▶ **Task instructions**: Please render the lines below as a numbered list, starting at the line with "Each instance receives one keypoint. Annotate the driver" and running through the last line, with blank lines left out.

▶ **Material provided**:
════════════════

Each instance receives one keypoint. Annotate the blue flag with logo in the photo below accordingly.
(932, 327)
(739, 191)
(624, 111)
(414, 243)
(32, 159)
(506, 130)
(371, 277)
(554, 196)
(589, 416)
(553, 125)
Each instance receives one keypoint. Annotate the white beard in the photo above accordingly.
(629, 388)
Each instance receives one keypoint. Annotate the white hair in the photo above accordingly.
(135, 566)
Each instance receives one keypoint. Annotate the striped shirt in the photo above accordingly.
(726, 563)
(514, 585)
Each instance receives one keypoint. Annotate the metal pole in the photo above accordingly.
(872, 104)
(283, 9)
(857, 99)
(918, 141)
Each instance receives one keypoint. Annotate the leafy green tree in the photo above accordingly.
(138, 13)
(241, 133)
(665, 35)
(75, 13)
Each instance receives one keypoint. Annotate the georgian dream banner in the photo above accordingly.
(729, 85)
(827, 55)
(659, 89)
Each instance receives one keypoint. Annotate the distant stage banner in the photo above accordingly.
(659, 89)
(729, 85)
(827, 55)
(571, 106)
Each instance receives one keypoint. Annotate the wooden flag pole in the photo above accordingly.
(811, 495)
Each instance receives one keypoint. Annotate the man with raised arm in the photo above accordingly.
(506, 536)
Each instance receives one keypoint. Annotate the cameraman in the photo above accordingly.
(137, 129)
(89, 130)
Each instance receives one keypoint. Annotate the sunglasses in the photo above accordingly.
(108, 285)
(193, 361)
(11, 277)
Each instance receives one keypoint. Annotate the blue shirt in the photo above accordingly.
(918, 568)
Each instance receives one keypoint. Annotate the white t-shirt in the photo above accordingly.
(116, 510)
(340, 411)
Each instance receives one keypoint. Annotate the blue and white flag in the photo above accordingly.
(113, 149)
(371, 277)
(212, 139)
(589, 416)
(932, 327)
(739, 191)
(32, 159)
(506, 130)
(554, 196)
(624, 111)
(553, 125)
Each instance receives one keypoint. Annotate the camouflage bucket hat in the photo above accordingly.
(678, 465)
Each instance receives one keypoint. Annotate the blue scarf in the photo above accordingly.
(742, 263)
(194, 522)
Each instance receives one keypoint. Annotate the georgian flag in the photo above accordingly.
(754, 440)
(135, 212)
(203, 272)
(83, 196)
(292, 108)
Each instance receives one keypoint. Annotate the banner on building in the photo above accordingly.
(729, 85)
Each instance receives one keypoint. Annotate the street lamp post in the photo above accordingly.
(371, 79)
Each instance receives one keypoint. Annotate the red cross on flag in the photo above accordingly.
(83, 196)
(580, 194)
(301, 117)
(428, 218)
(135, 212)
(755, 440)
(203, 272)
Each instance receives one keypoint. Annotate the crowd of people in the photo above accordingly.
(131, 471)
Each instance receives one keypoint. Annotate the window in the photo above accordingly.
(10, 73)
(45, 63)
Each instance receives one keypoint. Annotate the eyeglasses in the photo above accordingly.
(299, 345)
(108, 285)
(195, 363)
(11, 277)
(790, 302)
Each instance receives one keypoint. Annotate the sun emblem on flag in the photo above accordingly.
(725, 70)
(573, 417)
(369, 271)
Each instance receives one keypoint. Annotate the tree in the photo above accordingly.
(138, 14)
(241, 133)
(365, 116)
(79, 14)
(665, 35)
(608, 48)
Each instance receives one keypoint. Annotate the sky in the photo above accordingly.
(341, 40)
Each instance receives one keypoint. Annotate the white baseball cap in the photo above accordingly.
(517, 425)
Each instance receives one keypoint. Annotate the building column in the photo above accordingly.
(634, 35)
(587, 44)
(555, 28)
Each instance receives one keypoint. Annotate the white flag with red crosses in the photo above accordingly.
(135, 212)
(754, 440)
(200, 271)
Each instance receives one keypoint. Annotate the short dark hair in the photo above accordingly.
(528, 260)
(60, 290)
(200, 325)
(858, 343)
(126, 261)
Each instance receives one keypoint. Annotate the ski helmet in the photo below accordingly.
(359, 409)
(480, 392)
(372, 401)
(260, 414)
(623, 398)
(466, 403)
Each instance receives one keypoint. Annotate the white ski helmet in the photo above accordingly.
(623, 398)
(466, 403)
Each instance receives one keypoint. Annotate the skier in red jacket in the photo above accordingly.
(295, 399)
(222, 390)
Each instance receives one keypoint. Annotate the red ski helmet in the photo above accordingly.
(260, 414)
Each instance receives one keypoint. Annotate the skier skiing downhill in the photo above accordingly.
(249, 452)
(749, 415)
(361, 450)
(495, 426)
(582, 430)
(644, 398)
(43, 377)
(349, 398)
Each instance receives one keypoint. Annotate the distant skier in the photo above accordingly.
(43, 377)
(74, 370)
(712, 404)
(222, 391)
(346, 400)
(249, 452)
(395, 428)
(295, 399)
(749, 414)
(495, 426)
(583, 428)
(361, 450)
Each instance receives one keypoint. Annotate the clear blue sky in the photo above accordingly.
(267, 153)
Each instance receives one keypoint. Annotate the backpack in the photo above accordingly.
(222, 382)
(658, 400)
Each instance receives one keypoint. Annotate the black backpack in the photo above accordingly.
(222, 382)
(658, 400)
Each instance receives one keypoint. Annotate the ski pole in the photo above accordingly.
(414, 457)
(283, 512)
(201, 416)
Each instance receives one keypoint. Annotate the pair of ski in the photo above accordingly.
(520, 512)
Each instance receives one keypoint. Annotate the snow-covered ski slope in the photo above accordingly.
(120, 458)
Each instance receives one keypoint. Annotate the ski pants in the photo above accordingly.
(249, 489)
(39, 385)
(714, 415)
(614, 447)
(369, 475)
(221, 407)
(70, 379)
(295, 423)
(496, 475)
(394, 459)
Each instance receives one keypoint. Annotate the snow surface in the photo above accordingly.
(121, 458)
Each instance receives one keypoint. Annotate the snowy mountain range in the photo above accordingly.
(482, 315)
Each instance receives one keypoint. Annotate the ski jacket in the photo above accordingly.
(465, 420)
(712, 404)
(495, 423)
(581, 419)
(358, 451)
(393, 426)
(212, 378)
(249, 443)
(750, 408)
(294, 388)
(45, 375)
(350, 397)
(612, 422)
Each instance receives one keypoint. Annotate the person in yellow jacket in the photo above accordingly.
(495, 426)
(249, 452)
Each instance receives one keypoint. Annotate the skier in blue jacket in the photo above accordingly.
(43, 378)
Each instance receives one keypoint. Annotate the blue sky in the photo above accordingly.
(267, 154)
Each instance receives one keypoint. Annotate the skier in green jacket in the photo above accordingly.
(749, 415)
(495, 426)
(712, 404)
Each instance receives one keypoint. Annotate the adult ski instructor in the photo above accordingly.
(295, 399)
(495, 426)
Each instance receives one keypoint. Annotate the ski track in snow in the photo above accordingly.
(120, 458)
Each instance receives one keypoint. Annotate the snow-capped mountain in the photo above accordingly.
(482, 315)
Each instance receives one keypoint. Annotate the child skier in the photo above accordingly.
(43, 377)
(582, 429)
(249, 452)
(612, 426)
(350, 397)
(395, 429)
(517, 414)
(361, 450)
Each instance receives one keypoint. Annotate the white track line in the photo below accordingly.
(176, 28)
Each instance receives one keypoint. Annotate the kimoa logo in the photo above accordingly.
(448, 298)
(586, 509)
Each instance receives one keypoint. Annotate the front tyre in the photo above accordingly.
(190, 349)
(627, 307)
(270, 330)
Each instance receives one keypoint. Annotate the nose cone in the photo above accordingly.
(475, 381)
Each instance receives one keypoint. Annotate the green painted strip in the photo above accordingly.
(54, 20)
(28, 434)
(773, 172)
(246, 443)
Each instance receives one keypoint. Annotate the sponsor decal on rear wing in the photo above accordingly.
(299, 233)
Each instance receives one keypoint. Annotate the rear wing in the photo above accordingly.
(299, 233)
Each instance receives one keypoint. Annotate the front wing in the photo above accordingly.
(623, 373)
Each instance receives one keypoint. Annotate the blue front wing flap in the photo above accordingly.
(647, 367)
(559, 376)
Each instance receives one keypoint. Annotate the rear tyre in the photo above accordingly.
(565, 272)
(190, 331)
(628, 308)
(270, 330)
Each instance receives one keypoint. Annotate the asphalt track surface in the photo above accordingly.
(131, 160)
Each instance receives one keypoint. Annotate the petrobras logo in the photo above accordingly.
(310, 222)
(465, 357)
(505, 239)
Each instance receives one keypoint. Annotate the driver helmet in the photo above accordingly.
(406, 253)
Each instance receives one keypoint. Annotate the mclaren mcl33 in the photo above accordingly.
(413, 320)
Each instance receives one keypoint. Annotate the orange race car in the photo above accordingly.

════════════════

▶ **The answer**:
1. Each instance receives one keypoint. Annotate the driver helmet in the photo above accordingly.
2. (406, 253)
3. Each instance receives one keypoint. Annotate the mclaren mcl33 in the photo above accordingly.
4. (413, 320)
5. Each instance receives one keypoint. Annotate the orange race car in the photo above accordingly.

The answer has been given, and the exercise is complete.